DOCUMENT SEGMENT ::
MOUNTAIN VIEW, Calif. (Aug. 23, 2005) -- Thomas Herrion was remembered as a wonderful friend and teammate at a memorial service for the San Francisco 49ers' offensive lineman who collapsed and died after a preseason game last week.
About 500 people attended the service, including NFL commissioner Paul Tagliabue, union head Gene Upshaw and all of Herrion's teammates and coaches in San Francisco. Herrion's mother and brother sat near the front along with his fellow offensive linemen.
"He was a good kid," said his mother, Janice. "I'm proud of the man he became. It was short-lived, but I'm proud."
Framed pictures of Herrion and copies of his white 49ers jersey decorated the room. The short program featuring songs composed by teammates Eric Heitmann and Fred Amey, along with impromptu remembrances from former Utah coach Ron McBride, defensive lineman Bryant Young and Herrion's brother, Savior, who shook with grief while he spoke.

RECORD EXTRACTS ::
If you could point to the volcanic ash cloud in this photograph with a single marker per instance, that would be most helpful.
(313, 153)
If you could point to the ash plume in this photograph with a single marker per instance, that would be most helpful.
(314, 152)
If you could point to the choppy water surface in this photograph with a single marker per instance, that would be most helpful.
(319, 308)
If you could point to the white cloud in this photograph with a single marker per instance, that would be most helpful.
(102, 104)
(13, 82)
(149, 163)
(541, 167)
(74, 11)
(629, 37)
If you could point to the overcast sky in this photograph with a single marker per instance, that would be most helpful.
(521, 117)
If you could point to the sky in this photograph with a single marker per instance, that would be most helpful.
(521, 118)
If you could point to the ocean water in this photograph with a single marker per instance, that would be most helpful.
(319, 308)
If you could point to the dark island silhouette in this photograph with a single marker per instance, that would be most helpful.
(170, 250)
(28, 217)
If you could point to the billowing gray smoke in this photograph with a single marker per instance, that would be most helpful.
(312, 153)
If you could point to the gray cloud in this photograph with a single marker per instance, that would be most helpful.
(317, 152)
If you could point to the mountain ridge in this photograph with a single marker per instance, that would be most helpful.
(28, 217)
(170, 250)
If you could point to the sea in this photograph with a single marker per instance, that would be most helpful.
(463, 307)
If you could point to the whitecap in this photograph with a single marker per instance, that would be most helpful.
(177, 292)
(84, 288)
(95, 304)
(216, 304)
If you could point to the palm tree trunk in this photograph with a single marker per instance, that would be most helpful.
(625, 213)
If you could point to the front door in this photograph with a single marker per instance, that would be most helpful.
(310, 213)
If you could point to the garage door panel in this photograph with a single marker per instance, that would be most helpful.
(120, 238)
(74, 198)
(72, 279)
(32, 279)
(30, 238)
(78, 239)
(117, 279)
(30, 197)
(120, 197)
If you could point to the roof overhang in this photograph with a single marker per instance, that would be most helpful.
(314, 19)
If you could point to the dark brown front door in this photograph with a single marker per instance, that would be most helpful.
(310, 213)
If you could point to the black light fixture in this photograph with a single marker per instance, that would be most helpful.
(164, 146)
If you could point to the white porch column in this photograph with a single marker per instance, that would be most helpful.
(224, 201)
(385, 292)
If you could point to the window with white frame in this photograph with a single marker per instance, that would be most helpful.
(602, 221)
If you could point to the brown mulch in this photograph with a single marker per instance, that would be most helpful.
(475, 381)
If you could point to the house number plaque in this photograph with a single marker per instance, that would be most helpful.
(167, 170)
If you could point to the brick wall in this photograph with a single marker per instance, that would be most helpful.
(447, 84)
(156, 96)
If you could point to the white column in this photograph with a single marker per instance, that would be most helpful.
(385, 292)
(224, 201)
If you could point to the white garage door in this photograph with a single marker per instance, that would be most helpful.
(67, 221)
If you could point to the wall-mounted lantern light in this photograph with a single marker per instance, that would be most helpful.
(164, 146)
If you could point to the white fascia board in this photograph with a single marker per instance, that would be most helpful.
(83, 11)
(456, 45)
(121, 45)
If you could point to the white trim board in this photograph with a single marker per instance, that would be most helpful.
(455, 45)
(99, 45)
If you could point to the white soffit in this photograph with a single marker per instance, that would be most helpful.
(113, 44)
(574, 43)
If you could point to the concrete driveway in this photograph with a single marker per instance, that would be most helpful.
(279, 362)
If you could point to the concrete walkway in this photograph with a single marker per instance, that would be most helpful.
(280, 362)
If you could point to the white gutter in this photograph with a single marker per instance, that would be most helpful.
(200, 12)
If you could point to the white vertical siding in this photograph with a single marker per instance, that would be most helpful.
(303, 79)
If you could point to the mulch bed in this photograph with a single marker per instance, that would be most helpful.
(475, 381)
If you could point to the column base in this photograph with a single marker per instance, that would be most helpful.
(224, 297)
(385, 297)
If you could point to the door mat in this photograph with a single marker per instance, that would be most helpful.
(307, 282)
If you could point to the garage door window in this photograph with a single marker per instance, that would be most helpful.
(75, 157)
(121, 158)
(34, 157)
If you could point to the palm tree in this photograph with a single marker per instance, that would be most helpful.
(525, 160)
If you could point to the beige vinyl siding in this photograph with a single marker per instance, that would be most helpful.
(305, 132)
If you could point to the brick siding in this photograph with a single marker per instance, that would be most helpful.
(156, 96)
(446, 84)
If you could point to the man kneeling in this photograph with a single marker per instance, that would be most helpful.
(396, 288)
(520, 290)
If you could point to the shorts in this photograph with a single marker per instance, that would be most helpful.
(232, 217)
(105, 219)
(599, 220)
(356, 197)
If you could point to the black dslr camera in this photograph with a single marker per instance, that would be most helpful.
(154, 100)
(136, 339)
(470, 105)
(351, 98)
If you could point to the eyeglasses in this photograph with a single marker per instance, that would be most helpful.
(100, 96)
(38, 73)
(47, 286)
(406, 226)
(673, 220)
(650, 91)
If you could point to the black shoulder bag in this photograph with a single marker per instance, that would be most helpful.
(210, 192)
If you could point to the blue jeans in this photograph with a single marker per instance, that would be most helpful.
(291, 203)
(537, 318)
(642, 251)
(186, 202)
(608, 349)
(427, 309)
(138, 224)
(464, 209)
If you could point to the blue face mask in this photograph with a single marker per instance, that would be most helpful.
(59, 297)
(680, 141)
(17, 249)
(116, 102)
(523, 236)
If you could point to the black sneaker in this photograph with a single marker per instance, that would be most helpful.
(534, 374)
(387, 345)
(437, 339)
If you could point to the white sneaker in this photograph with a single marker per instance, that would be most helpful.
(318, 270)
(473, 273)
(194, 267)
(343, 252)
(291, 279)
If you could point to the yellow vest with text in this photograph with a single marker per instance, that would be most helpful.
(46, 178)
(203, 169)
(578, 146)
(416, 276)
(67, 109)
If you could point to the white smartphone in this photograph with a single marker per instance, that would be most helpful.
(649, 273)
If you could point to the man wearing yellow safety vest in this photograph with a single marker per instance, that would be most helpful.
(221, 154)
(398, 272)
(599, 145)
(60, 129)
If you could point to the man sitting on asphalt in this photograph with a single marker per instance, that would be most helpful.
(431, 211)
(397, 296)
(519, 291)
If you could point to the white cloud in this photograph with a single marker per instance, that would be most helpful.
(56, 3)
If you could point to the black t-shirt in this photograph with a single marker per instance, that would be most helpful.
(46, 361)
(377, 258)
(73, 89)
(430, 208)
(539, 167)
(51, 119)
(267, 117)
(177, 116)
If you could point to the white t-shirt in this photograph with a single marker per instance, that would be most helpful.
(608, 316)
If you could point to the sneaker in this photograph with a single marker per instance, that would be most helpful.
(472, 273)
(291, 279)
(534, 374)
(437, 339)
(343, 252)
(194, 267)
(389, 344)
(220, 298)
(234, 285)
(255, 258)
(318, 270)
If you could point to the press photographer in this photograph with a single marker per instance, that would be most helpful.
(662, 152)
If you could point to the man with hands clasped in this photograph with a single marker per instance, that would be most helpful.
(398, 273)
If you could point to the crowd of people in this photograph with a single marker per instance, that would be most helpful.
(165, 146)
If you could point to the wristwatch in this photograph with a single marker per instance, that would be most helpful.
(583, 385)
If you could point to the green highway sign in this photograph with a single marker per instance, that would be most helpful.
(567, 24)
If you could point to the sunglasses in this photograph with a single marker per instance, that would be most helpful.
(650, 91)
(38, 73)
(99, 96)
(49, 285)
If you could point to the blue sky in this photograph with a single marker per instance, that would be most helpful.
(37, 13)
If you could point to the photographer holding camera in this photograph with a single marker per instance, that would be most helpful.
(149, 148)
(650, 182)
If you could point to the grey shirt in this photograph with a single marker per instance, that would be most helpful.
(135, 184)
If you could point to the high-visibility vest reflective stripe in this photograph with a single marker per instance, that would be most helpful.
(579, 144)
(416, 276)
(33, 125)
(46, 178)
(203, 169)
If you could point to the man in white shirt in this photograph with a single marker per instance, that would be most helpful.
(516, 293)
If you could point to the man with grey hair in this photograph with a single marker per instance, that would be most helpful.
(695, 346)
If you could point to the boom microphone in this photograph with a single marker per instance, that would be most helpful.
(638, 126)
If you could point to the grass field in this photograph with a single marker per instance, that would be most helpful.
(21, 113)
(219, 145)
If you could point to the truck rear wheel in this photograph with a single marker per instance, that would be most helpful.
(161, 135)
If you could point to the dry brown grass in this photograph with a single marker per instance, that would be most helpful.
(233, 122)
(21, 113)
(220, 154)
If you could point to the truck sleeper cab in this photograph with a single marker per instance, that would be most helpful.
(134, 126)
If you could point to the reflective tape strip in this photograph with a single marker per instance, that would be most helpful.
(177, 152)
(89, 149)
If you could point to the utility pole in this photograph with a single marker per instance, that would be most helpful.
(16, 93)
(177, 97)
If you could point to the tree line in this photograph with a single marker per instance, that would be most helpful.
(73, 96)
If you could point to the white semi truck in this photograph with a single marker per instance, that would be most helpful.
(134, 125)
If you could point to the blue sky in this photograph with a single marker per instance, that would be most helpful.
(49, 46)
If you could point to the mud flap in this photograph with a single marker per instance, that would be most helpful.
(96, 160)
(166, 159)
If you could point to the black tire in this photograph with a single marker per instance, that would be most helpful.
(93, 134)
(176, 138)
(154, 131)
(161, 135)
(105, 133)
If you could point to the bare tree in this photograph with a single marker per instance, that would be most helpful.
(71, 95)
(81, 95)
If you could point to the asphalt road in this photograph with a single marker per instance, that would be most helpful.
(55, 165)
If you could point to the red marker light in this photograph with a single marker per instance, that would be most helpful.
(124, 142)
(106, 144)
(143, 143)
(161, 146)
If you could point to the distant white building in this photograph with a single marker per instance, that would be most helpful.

YOUR GOAL :: List every person named in the memorial service article as contributing a song or a remembrance to the service's program.

TASK RESULT :: Eric Heitmann, Fred Amey, Ron McBride, Bryant Young, Savior Herrion